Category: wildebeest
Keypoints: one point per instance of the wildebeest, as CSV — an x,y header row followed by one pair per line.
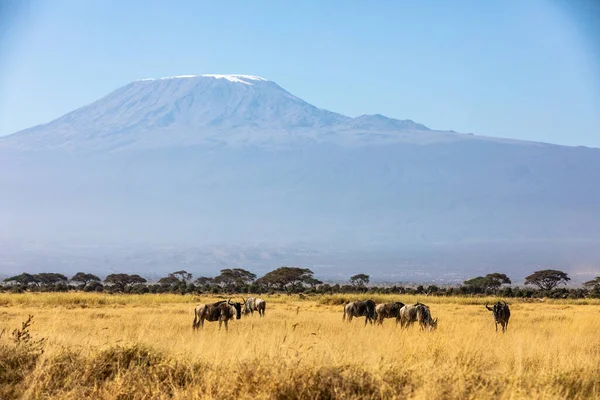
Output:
x,y
417,312
501,313
251,304
248,305
361,309
221,311
388,310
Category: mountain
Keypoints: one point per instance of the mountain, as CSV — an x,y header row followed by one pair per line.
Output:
x,y
236,160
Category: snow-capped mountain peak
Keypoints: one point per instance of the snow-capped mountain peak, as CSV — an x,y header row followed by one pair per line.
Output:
x,y
237,78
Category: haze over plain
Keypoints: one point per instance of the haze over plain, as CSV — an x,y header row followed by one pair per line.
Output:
x,y
214,171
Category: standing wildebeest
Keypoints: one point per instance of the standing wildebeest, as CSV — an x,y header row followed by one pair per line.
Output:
x,y
501,314
388,310
248,305
251,304
417,312
221,311
361,309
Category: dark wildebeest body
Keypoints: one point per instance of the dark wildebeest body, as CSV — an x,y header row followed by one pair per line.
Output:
x,y
361,309
221,311
388,310
251,304
417,312
501,314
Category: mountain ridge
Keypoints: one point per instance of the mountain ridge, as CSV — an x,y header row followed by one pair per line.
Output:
x,y
212,109
197,160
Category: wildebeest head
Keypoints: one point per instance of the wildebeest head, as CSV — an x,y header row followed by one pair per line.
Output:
x,y
498,308
433,324
238,308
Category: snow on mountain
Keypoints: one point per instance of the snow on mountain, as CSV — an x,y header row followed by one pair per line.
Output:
x,y
237,159
212,110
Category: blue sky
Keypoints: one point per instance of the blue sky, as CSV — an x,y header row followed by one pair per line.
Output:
x,y
520,69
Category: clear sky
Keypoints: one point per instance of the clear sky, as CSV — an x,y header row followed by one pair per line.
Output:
x,y
520,69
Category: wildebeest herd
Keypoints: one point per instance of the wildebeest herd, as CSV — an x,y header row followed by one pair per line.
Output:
x,y
405,315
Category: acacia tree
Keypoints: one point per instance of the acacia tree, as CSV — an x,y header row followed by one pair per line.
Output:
x,y
359,280
84,279
593,284
233,278
50,278
23,279
490,281
121,281
287,278
547,279
182,275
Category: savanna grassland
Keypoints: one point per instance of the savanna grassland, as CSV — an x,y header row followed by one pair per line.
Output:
x,y
142,347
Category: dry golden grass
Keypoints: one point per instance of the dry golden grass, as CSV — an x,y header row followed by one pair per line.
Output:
x,y
130,347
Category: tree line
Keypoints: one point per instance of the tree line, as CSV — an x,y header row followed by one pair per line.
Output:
x,y
543,283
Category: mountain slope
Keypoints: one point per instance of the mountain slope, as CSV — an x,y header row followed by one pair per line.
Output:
x,y
235,159
213,110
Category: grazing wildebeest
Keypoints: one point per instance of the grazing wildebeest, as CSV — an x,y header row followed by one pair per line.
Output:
x,y
501,314
388,310
251,304
260,306
347,308
221,311
361,309
417,312
248,305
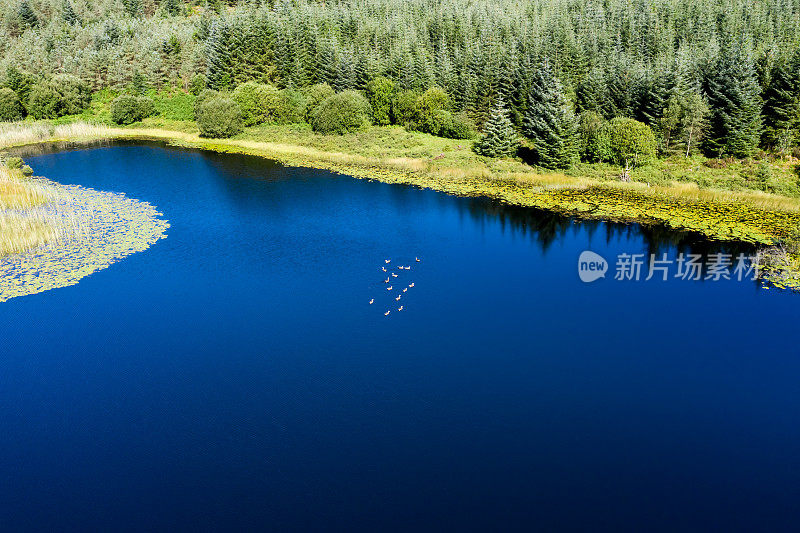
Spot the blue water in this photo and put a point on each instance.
(234, 376)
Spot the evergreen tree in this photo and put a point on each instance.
(173, 7)
(218, 74)
(132, 7)
(68, 13)
(26, 15)
(735, 102)
(550, 122)
(782, 105)
(499, 137)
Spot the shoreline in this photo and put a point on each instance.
(723, 217)
(716, 214)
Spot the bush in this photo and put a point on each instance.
(632, 143)
(175, 106)
(291, 107)
(315, 95)
(127, 109)
(444, 124)
(14, 162)
(10, 106)
(44, 101)
(341, 113)
(75, 94)
(429, 104)
(219, 117)
(379, 92)
(259, 102)
(205, 94)
(404, 109)
(197, 84)
(63, 95)
(594, 137)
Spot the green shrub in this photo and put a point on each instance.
(63, 95)
(291, 107)
(44, 101)
(460, 127)
(380, 92)
(429, 104)
(594, 137)
(219, 117)
(444, 124)
(341, 113)
(10, 107)
(20, 82)
(205, 94)
(75, 94)
(632, 143)
(127, 109)
(404, 108)
(197, 84)
(175, 106)
(14, 162)
(315, 95)
(259, 102)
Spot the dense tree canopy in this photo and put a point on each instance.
(618, 58)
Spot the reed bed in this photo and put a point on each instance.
(22, 133)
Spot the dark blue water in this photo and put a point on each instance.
(234, 376)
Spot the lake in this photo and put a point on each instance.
(235, 375)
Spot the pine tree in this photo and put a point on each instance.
(218, 73)
(550, 121)
(735, 102)
(782, 105)
(499, 137)
(26, 15)
(68, 13)
(132, 7)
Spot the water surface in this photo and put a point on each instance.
(235, 376)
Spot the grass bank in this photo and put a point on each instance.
(692, 194)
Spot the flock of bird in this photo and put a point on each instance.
(390, 276)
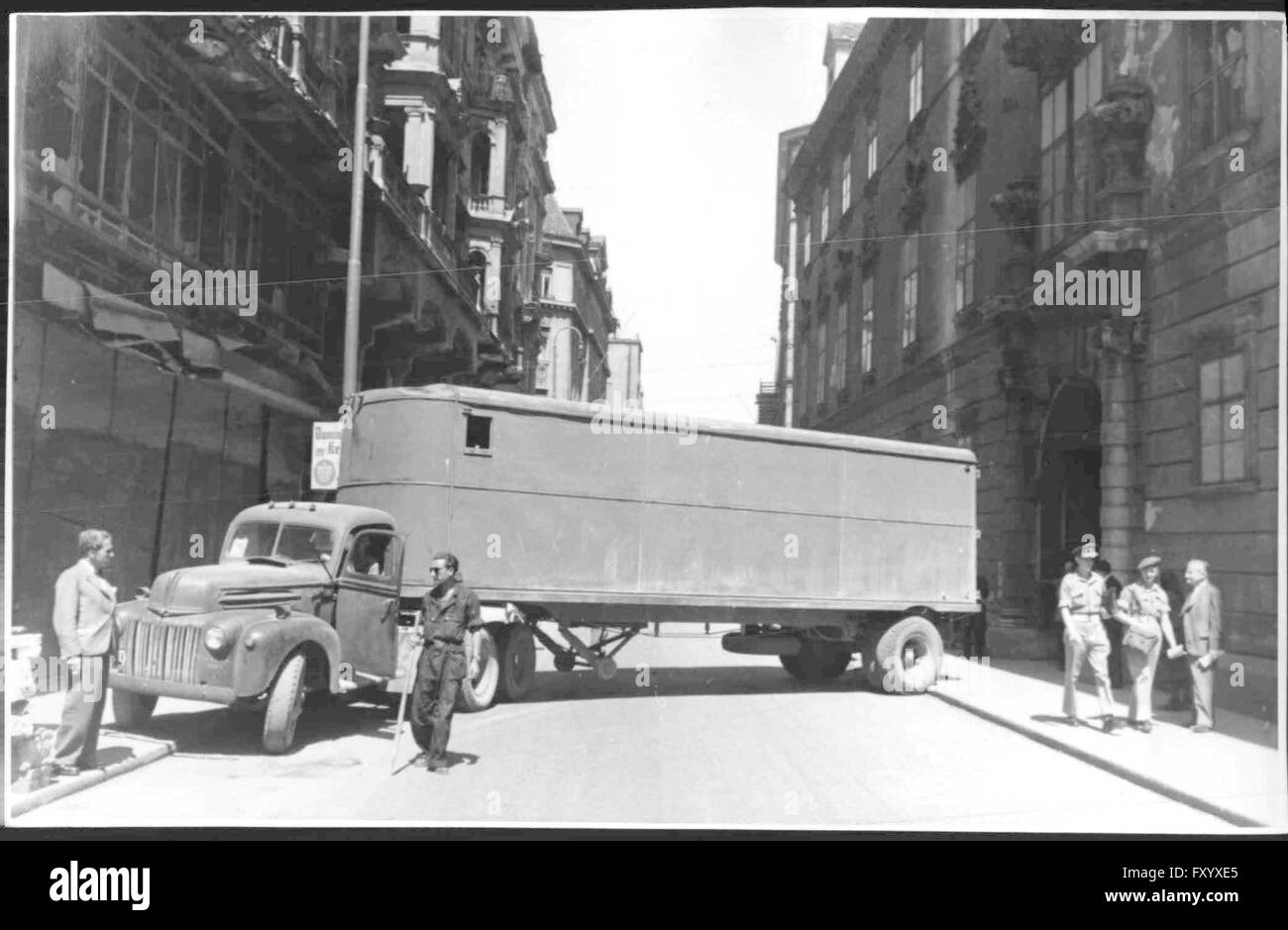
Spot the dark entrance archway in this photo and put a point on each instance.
(1069, 459)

*REQUIRED WORK*. Drop the pictures and reproduce the rest of the entries above exactly.

*RESPONSE*.
Category: wildebeest
Keypoints: one point per instance of the wildebeest, as CSV — an x,y header row followed by one pair per line.
Output:
x,y
417,312
501,313
251,304
248,305
361,309
221,311
388,310
Category: mountain
Keypoints: one point per instance of the mountain, as CSV — an x,y header row followed by one pair per line.
Output:
x,y
236,160
Category: snow-capped mountain peak
Keypoints: one point per instance of the snow-capped mountain peak, as CSV — an x,y header row followed by one pair per line.
Output:
x,y
237,78
Category: haze over plain
Keypoints: one point per instance of the haze over plain, as CSV — an x,y header row followed by one pair per line.
Output:
x,y
214,171
Category: standing wildebeest
Keypoints: one point per instance of the standing wildebeest, as CSV — an x,y header row followed by one pair per line.
Output:
x,y
501,314
388,310
248,305
251,304
417,312
221,311
361,309
Category: dark wildebeest body
Keypoints: one point per instance of the dark wildebeest body, as CSV — an x,y header row followed by one pair per line.
Output:
x,y
361,309
221,311
388,310
251,304
417,312
501,314
Category: mountain ridge
Keypoints: one point per instance of the mountain ridge, as CSV — an x,y header row followed by one pair per line.
Output:
x,y
212,109
197,160
Category: wildebeest head
Keypoints: one point per instance of the wildebeest head, as CSV — an x,y header row followed by one pair per line.
Output:
x,y
498,308
433,324
238,308
Category: snow on mountain
Keypoints: one point per instance of the snow on mountain, as CSV — an x,y header row followed by one pair per line.
Output:
x,y
237,159
212,110
Category: blue sky
Keypoints: one point per instance of the blue sky, as CSV — an x,y header row followed by one pair per line.
Output:
x,y
520,69
Category: clear sky
Keypoints: one point per instance of the clear sky, as CSV — an x,y header row followed by one pair per line.
Output:
x,y
520,69
Category: wildebeest herd
Keypoints: one point per instance of the wildebeest herd, as CSV — an x,y header row followed by one pair per line.
Output:
x,y
405,315
Category: acacia tree
Keypoints: one point per instance of the acacia tree, as CSV — an x,y header row followed by one pair per line.
Output:
x,y
359,280
84,279
593,284
233,278
50,278
23,279
490,281
121,281
287,278
547,279
182,275
Category: savanna grassland
Keypoints: one point per instance of the savanna grassland, as CSV — an x,y header row followed by one pair per line.
Output:
x,y
142,347
Category: dry golden grass
Keypoints: one point per instance of the dry golden grass, as CSV — an x,y header row followed by one pair per line.
Output:
x,y
130,347
Category: tree line
Keypoints: one point per instance of the tree line, as CSV — an x,y header row followed by one pair per line.
Output:
x,y
543,283
Category: mountain slope
Keypoints: one point per instance of the mountain slope, as CSV — an x,y header row followed by one pair per line.
Output:
x,y
235,159
213,110
Category: grazing wildebeest
Keypoints: one point per instance of the grazing wildebeest, as CSV — an x,y header row followed by one pair per line.
Output:
x,y
501,314
388,310
251,304
260,306
347,308
221,311
361,309
417,312
248,305
Spot the blue water in this photo and put a point on each instance.
(234, 376)
Spot the evergreen tree in this photo and put a point on each instance.
(173, 7)
(218, 74)
(132, 7)
(68, 13)
(26, 15)
(735, 102)
(550, 122)
(782, 105)
(499, 137)
Spot the shoreline in this photo and put a point on each instance.
(723, 217)
(716, 214)
Spot the bush in this photo and put a point on each instance.
(632, 143)
(175, 106)
(291, 107)
(315, 95)
(127, 109)
(444, 124)
(14, 162)
(10, 106)
(44, 101)
(341, 113)
(75, 94)
(429, 104)
(219, 117)
(379, 92)
(259, 102)
(205, 94)
(404, 109)
(197, 84)
(63, 95)
(594, 137)
Spot the green shrub in this photo and put a point on each instance.
(63, 95)
(291, 107)
(44, 101)
(460, 127)
(380, 92)
(429, 104)
(594, 137)
(219, 117)
(444, 124)
(341, 113)
(10, 107)
(20, 82)
(205, 94)
(75, 94)
(632, 143)
(127, 109)
(404, 108)
(197, 84)
(175, 106)
(14, 162)
(315, 95)
(259, 102)
Spot the dense tree canopy in this photo and put a point on each instance.
(618, 58)
Spot the reed bed in this photo and put a point on each instance.
(22, 133)
Spot the dark blue water in this photo and put a point on each instance.
(234, 376)
Spot the lake in this photo and put a point on each instance.
(235, 375)
Spot the pine tree in this photo and put a point on each instance.
(218, 73)
(550, 121)
(735, 102)
(782, 105)
(499, 137)
(26, 15)
(68, 13)
(132, 7)
Spot the water surface in this photo and put a point on each instance.
(235, 376)
Spot the grass bank in this photo and put a point on each instance.
(692, 194)
Spot the flock of bird in this photo and put a point on each instance.
(390, 276)
Spot the dark entrance archway in this photo and put a point on each instance.
(1069, 459)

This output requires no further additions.